* [PROBLEM TO WORK ON]: Repeat exactly the line that includes "the small green" and all lines after it, ending with the last line of the listing below.

* [INFORMATION]:
>>>

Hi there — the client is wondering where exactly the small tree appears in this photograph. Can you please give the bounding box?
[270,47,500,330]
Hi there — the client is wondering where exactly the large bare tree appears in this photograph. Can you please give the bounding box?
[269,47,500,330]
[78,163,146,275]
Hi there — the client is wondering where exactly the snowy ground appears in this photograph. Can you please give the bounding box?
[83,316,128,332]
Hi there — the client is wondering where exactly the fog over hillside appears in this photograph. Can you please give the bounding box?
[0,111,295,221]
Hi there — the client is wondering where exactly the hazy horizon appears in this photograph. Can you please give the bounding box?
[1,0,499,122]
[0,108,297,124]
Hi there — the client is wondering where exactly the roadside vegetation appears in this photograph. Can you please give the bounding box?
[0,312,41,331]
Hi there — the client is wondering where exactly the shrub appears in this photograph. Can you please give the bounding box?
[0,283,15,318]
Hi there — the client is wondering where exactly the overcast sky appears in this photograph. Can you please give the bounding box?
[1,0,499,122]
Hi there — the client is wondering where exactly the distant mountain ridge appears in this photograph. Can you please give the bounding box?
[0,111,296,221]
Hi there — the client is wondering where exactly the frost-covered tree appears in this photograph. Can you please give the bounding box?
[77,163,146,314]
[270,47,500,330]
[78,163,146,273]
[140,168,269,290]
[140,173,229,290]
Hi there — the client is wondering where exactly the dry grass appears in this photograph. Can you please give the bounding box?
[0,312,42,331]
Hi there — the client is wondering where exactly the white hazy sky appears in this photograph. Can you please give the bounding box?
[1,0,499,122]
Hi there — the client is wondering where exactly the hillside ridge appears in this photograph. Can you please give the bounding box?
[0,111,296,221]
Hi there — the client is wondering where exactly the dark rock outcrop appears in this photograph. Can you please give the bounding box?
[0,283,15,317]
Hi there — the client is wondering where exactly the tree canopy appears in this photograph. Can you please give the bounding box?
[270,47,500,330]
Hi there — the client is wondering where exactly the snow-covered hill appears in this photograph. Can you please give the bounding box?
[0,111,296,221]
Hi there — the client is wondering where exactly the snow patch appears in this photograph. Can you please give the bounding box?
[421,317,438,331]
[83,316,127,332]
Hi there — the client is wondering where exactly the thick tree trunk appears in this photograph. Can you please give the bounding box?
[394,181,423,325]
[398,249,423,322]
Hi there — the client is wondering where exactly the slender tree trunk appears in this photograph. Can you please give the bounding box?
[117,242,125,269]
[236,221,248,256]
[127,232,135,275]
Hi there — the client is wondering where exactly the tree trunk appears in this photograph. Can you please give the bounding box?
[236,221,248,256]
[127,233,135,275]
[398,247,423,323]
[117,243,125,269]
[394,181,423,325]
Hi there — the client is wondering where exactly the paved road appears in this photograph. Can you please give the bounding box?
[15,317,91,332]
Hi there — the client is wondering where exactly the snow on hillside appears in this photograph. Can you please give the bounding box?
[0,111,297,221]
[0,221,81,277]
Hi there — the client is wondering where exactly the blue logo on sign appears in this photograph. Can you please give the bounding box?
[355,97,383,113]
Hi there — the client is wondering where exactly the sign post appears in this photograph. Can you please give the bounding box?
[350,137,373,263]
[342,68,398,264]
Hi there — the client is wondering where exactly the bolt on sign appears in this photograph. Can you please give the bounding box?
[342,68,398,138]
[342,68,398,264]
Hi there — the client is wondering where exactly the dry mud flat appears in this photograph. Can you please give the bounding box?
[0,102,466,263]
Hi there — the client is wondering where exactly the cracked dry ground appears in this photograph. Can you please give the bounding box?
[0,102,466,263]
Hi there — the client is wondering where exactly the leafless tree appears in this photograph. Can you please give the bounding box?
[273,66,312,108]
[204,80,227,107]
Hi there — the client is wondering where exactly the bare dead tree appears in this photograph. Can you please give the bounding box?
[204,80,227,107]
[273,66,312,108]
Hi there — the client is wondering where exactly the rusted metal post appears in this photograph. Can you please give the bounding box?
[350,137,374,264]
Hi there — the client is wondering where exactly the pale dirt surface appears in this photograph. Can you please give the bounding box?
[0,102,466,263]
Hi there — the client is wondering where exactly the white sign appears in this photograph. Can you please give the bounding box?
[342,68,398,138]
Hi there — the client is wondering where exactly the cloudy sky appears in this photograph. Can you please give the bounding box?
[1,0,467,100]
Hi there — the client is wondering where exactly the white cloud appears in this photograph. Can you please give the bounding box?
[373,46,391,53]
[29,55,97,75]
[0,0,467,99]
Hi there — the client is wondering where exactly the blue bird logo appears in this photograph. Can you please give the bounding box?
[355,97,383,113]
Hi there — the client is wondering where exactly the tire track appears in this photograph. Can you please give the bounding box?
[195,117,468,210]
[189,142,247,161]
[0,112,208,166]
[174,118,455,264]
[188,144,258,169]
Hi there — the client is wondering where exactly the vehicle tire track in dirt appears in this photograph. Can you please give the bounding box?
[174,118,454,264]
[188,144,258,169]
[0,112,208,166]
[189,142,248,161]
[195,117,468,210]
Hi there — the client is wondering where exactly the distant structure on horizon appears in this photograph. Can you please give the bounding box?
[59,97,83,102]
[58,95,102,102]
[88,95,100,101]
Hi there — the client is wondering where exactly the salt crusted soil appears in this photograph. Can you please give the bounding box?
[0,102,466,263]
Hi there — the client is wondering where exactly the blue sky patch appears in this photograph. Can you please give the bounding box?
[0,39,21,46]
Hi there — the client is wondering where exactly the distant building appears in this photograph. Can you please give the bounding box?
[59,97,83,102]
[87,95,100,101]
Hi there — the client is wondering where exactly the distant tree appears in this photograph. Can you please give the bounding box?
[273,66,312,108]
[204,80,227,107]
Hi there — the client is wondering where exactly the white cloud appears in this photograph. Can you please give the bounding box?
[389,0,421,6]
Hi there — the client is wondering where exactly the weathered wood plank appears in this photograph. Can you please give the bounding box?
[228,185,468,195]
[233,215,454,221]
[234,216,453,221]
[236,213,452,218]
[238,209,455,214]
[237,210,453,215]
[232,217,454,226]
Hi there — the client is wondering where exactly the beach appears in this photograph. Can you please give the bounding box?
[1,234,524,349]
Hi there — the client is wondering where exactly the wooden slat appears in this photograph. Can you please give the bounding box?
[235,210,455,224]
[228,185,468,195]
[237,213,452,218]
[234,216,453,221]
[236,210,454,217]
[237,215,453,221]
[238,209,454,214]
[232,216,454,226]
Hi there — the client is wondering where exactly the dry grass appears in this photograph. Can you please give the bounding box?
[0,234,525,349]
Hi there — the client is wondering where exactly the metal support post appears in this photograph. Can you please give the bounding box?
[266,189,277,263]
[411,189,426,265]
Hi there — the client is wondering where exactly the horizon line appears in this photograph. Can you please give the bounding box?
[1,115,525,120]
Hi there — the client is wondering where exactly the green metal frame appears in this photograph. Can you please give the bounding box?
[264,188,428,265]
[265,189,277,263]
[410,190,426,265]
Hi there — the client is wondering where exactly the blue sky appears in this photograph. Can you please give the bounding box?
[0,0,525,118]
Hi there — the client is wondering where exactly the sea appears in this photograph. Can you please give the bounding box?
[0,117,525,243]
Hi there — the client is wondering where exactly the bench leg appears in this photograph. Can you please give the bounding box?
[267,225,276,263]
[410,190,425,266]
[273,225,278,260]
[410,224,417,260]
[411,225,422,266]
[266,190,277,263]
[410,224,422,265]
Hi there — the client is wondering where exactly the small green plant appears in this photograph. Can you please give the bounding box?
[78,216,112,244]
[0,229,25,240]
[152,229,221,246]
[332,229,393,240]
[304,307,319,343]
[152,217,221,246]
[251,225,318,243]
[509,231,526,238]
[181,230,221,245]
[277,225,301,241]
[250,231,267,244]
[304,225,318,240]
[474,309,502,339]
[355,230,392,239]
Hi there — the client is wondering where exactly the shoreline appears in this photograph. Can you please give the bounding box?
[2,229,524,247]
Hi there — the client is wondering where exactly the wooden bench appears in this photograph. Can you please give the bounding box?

<<<

* [RESPONSE TO THIS EXERCISE]:
Hi there — the client is wondering where exactly the small green plant appears in this photograph. Can you please give the bounding box?
[78,216,112,244]
[0,229,25,240]
[152,229,221,246]
[332,229,393,240]
[304,307,319,343]
[152,217,221,246]
[251,225,318,243]
[509,231,526,238]
[181,230,221,245]
[277,225,301,241]
[250,231,267,244]
[304,225,318,240]
[474,309,502,339]
[355,230,392,239]
Hi there — the client is wondering where exactly the shoreline appears in this photograph. Can you please give the bounding box?
[2,229,524,247]
Hi there — the client is wondering where exactly the wooden bench appears in this photograph. Can you please give the bounding box?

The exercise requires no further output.